--- start of Given text ---

The European Language Equality Network was formed by minority language groups in order to provide a mandate for language equality in a Europe ruled by the majorities. In the wake of Brexit and the Welsh Government’s #miliwn (one million Welsh speakers by 2050) policy, David Wyn recently attended one of ELEN’s Leader Group meetings in Valencia.

Why Valencia?

Pre ELEN, the story of the Catalan, Basque and Galician languages were already known, promoted and shared widely. Post ELEN membership: Valencia and its Valencian language are now leading the way in diversity and equality.

As I arrived I heard what initially sounded like linguistic gangster speak,

“You guys know the protocol…” only to find, with some relief, that it’s an an actual language project that’s attempting to safeguard the rights of citizens to receive attention in their chosen minority language – and that is a key feature of a language that perhaps isn’t considered too fully by monoglots – people do not choose their first language, they inherit it from their parents as part of their cultural legacy, and surely this should not be overlooked in the modern era.

This has to be balanced naturally with the socioeconomic sphere, and in Wales the Government’s bold investment in Welsh medium education must be followed by language awareness in the private and public sectors lest that there be no work for the #miliwn speakers in 2050 onwards.

In an exchange that seems particularly pertinent after a renewal of British media attacks against the Welsh language from their ivory towers in what used to be referred to as Fleet Street (and indeed perhaps the attacks reflect the frustration of newspaper editors who no longer influence the general public of the UK as much as they’d like) my question to ELEN’s great and good was: what can one say to people in power who seriously believe that speaking Welsh is an indicator of latent Welsh nationalism? Indeed this is a theme familiar to all in the European Language Equality Network. The answer came from the Basque faction, who have an irony-laden saying:

“Friends speak the same language because they are friends, English people speak the same language because they are English, Basque people speak Basque because they want to overthrow the government!”

--- end of Given text ---
--- start of Rows ---

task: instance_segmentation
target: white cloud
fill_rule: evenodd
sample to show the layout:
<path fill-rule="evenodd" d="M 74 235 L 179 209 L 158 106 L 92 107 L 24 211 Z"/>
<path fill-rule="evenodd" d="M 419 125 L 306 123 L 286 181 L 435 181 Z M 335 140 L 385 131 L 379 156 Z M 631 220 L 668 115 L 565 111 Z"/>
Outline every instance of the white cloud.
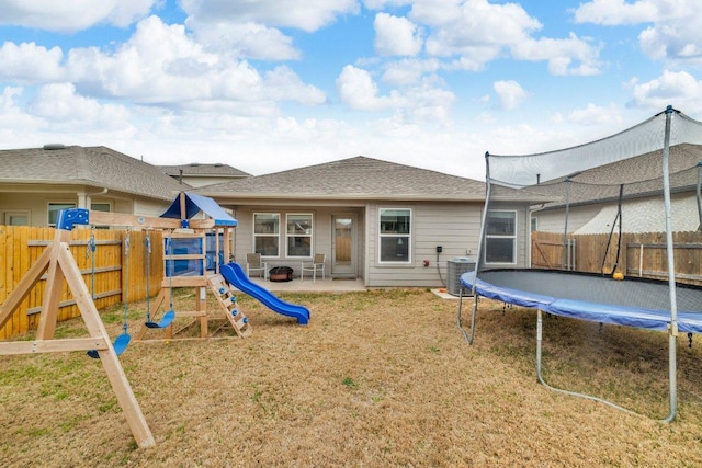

--- end of Rows ---

Instructions:
a – According to the text about the European Language Equality Network, what is the goal of the Welsh Government's #miliwn policy?
b – Carry on the text about the European Language Equality Network from the point where it ends.
The rows have no connection to the text about the European Language Equality Network.

Exercise results:
a – One million Welsh speakers by 2050.

b –
ELEN held their termly meeting in Valencia over the weekend of Fri 9 – Sun 11 June. As explained by their Secretary General, Davyth Hicks – a man from Cornwall who speaks Welsh fluently after studying an Ulpan course Lampeter – as he opened the conference, there are two main pillars to their work, namely:

• Project work on behalf of minority language communities

• Direct lobbying and advocacy in Brussels on behalf the members of over 100 organisations that deal with minority languages.

The meeting’s star was Marina Albiol Guznán, an MEP who campaigns on behalf of Catalan; and indeed recently she’s attempted to address official meetings in Brussels and has been prevented from doing so. She described how terrible this experience was, and how the European Union is such an alien and difficult field which purports to be in favour of minority languages, but in truth fails to act on their behalf.

Marina Guznán supports what the London-based barrister Gwion Lewis has already reported to the members of the Alliance of Welsh Communities in Wales, namely that Welsh speakers need to see that our right to our language is a human right and not an arbitrary one according to our geographical situation, and that therefore being offended or to suffer prejudice because of a minority language is just as serious as any other offence which shares the same intention of humiliating and insulting the victim.

That was indeed one of the key messages of the weekend – it is not acceptable for Welsh speakers to be treated as inferior, and that there is a social responsibility for Welsh speakers to share their complaints more effectively with not just the Welsh Language Commissioner, but also with Cymdeithas yr Iaith; especially now that there is a desire from ELEN that we must keep a record of cases of anti-Welsh bias following Brexit. It was highlighted therefore that ELEN are looking at systemic abuse of minority language speakers.

In response to the complaints from Marina Albiol Guznán, Sixto Molina, Secreteriat of the Council of Europe, stood firm to state that it is extremely difficult to understand the situation in each linguistic community across Europe, and therefore he outlined the paperwork and expressed a desire to improve the situation. The main advice was just keep it under 10 pages.

There was a stronger input from Professor Rafael Castelló, which brought the comparison between business and language – and claimed that provision to linguistic communities isn’t based on their expectations, more the number of first language speakers.

Of course it is not the business model that relies on demand that is required by minority languages in each country, so in Valencia they have been trying to create a new atmosphere of supply according to the desire – and needs – of the individual. To an extent, the radical thinking here is a response to the current situation in Valencia where up to 90% of the population understands Catalan but keep a monoglot Castillan mindset that remains in the city.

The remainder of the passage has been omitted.